» WHAT YOU SHOULD DO
Reproduce the entire listing below word for word, keeping every line in its original order.

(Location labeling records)
+ + + +

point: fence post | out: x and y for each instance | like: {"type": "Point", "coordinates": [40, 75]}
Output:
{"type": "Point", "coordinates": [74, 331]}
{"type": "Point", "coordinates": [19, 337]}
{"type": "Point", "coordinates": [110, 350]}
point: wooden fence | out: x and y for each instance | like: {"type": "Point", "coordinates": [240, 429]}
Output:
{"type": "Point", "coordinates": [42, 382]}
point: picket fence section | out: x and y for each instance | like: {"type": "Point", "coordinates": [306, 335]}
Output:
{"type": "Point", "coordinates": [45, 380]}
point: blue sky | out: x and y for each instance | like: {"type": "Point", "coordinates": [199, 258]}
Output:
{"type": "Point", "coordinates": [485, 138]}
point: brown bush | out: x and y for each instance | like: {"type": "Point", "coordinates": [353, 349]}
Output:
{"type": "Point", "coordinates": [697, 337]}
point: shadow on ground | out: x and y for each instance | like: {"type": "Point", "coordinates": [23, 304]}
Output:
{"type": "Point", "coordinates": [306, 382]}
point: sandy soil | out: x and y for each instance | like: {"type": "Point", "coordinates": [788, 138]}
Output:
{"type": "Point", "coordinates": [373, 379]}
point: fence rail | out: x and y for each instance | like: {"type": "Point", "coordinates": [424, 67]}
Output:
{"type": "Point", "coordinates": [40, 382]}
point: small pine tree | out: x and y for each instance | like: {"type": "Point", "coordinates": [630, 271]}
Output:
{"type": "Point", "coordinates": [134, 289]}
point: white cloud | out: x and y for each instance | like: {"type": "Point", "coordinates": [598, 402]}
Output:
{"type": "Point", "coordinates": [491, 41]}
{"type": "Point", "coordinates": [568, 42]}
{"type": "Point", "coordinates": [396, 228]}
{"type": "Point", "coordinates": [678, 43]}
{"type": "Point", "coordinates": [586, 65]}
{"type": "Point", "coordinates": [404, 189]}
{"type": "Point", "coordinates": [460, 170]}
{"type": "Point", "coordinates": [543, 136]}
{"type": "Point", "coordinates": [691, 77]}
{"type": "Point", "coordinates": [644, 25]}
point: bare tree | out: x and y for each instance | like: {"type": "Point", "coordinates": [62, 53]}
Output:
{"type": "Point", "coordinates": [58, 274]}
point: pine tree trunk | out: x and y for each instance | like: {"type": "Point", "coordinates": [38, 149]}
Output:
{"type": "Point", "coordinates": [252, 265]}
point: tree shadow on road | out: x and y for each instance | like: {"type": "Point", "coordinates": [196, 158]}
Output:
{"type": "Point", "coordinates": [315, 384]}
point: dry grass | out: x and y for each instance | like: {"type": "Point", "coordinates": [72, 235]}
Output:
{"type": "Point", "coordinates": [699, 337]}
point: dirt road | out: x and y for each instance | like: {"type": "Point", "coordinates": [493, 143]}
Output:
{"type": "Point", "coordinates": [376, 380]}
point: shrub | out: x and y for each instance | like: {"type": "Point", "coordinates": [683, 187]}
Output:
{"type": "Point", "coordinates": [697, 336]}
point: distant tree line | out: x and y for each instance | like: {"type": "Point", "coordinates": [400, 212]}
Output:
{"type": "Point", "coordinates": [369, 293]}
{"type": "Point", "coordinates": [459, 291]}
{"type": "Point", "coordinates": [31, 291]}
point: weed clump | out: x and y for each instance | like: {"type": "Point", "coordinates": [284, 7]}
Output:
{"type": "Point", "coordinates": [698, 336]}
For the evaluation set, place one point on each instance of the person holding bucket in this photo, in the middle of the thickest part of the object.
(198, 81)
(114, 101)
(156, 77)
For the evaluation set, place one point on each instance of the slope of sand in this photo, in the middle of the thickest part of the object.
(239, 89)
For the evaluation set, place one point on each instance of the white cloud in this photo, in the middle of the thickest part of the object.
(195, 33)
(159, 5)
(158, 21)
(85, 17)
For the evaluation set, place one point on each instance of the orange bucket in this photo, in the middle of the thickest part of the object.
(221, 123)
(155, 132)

+ + + +

» EXERCISE OUTPUT
point: fence post | out: x and y for each instance | like: {"type": "Point", "coordinates": [40, 75]}
Output:
{"type": "Point", "coordinates": [74, 331]}
{"type": "Point", "coordinates": [19, 337]}
{"type": "Point", "coordinates": [110, 350]}
point: wooden fence | out: x and y for each instance | like: {"type": "Point", "coordinates": [240, 429]}
Output:
{"type": "Point", "coordinates": [42, 382]}
point: picket fence section | out: x and y for each instance | like: {"type": "Point", "coordinates": [306, 335]}
Output:
{"type": "Point", "coordinates": [45, 380]}
point: blue sky | out: x and y for each instance | like: {"type": "Point", "coordinates": [199, 258]}
Output:
{"type": "Point", "coordinates": [485, 138]}
point: brown bush | out: x and y for each instance | like: {"type": "Point", "coordinates": [353, 349]}
Output:
{"type": "Point", "coordinates": [697, 337]}
point: shadow on ground | out: x and y for each instance | like: {"type": "Point", "coordinates": [23, 304]}
Output:
{"type": "Point", "coordinates": [306, 382]}
point: sandy soil | out: x and y for each instance | like: {"type": "Point", "coordinates": [788, 138]}
Output:
{"type": "Point", "coordinates": [373, 379]}
point: fence rail | out: x and y for each instance | like: {"type": "Point", "coordinates": [424, 67]}
Output:
{"type": "Point", "coordinates": [40, 382]}
point: small pine tree | out: x and y for each instance | like: {"type": "Point", "coordinates": [630, 271]}
Output:
{"type": "Point", "coordinates": [134, 289]}
point: white cloud | out: x and y for each instance | like: {"type": "Point", "coordinates": [598, 402]}
Output:
{"type": "Point", "coordinates": [491, 41]}
{"type": "Point", "coordinates": [568, 42]}
{"type": "Point", "coordinates": [396, 228]}
{"type": "Point", "coordinates": [678, 43]}
{"type": "Point", "coordinates": [586, 65]}
{"type": "Point", "coordinates": [404, 189]}
{"type": "Point", "coordinates": [460, 170]}
{"type": "Point", "coordinates": [543, 136]}
{"type": "Point", "coordinates": [691, 77]}
{"type": "Point", "coordinates": [644, 25]}
point: bare tree | out: x and y for each instance | like: {"type": "Point", "coordinates": [62, 53]}
Output:
{"type": "Point", "coordinates": [58, 274]}
point: pine tree trunk | out: x and y for each instance | like: {"type": "Point", "coordinates": [38, 149]}
Output:
{"type": "Point", "coordinates": [252, 265]}
point: tree shadow on road | out: x and y for each instance | like: {"type": "Point", "coordinates": [196, 158]}
Output:
{"type": "Point", "coordinates": [315, 384]}
point: dry grass | out: x and y for each instance | like: {"type": "Point", "coordinates": [72, 235]}
Output:
{"type": "Point", "coordinates": [699, 337]}
point: dirt road | out: x and y for each instance | like: {"type": "Point", "coordinates": [493, 143]}
Output:
{"type": "Point", "coordinates": [376, 380]}
point: shrub | out: x and y for each instance | like: {"type": "Point", "coordinates": [683, 187]}
Output:
{"type": "Point", "coordinates": [697, 336]}
point: distant tree line | out: x and y for each instance | like: {"type": "Point", "coordinates": [400, 212]}
Output:
{"type": "Point", "coordinates": [369, 293]}
{"type": "Point", "coordinates": [459, 291]}
{"type": "Point", "coordinates": [31, 291]}
point: weed clump | out: x and y for each instance | like: {"type": "Point", "coordinates": [284, 7]}
Output:
{"type": "Point", "coordinates": [698, 336]}
For the evaluation set, place one point on each instance of the person holding bucket in this photo, in the middle of the thickest part of the object.
(198, 81)
(114, 101)
(156, 77)
For the evaluation set, place one point on each instance of the slope of sand in this photo, in the middle of the thickest part of the object.
(239, 89)
For the evaluation set, place one point on each instance of the white cloud in this photo, in the middle of the thickest part of the object.
(195, 33)
(159, 5)
(158, 21)
(85, 17)
For the evaluation set, place one point on each instance of the orange bucket in this photo, in the middle of the thickest part of the object.
(221, 123)
(155, 132)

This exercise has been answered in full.